▸ **Your goal**
Copy verbatim the part of the items below that begins with the line containing "and black plaid" and runs through the last line of the items.

[Records from a collection]
***
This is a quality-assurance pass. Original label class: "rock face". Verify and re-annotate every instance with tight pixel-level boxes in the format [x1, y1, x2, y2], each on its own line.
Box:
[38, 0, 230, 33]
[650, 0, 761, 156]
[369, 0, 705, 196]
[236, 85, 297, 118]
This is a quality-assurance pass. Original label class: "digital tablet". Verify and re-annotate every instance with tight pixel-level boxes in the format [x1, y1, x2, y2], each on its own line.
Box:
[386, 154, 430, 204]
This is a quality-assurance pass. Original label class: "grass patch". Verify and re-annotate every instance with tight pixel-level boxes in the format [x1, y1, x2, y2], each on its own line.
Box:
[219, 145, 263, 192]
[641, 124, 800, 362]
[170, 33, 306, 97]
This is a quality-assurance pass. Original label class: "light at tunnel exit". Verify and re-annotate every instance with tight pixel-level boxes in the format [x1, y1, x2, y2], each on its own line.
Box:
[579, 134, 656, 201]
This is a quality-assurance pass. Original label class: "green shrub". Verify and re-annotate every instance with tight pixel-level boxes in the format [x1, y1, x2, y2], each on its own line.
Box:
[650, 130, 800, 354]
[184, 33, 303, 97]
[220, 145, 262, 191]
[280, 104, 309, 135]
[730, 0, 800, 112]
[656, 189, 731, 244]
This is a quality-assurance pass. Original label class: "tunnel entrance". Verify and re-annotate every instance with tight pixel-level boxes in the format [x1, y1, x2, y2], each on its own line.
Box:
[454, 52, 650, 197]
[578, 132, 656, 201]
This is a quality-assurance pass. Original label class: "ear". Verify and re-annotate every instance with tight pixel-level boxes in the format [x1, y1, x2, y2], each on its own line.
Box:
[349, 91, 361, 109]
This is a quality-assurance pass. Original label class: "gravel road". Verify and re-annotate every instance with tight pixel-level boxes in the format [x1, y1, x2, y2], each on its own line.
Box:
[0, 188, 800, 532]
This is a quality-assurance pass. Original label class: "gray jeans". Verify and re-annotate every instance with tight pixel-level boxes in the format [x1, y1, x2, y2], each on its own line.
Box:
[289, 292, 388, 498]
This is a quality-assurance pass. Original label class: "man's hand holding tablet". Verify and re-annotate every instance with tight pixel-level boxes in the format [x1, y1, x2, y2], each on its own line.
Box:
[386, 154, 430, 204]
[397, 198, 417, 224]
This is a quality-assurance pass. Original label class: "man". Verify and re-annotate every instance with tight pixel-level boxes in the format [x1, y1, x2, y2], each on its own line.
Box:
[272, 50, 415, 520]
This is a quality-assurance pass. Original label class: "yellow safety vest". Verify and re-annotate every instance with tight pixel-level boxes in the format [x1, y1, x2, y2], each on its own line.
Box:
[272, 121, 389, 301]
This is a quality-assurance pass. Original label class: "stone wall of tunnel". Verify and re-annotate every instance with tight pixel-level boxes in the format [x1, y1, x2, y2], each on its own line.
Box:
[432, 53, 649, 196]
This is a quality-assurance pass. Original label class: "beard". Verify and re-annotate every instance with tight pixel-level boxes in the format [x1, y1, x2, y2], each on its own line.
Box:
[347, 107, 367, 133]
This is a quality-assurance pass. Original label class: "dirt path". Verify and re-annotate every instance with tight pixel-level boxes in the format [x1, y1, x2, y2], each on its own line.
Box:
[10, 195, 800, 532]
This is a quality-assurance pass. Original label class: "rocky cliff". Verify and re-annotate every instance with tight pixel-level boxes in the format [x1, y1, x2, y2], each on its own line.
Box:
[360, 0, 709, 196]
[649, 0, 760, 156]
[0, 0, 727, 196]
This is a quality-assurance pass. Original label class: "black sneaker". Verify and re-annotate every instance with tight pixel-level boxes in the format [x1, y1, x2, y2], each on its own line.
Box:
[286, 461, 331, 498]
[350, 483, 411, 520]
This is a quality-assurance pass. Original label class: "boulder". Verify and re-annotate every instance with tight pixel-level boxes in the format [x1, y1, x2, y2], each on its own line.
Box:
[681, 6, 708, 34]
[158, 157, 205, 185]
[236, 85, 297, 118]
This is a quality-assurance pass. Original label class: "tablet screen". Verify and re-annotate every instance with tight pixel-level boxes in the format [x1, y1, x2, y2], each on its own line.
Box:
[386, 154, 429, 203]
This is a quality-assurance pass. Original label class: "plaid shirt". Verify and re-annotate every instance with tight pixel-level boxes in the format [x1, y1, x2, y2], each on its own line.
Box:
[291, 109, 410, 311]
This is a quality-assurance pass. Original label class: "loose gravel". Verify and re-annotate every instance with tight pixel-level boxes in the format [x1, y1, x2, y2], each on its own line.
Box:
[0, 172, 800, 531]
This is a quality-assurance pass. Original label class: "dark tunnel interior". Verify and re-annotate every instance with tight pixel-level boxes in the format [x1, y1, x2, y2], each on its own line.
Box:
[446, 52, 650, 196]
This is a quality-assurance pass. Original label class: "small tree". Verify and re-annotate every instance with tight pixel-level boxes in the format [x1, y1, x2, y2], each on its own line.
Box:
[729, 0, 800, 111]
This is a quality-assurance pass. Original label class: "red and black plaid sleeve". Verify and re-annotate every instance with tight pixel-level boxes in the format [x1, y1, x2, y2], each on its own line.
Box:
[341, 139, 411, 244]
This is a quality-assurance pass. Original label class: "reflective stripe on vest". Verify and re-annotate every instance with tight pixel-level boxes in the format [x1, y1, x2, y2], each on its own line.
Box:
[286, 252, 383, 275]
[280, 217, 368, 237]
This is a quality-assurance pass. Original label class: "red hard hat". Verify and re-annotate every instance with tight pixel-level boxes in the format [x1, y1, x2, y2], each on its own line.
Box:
***
▸ **Answer in full**
This is a quality-assurance pass. Original label class: "red and black plaid sleeve". Verify and re-annotate every instance with tight pixel-level boxes in the format [x1, y1, x2, y2], each on its own line.
Box:
[341, 139, 411, 244]
This is a quality-assurance pass. Original label class: "reflective stripe on vest". Verify and re-annotate every instance with tight pixel-level boxes in the format [x1, y1, x2, y2], each on its own line.
Box:
[286, 252, 383, 275]
[280, 217, 368, 237]
This is a quality-assurance pass. Original label class: "red hard hat". Verify and re-annotate every instance with tight pixel-level boxes in the format [x1, y1, x2, y2], each on its own line.
Box:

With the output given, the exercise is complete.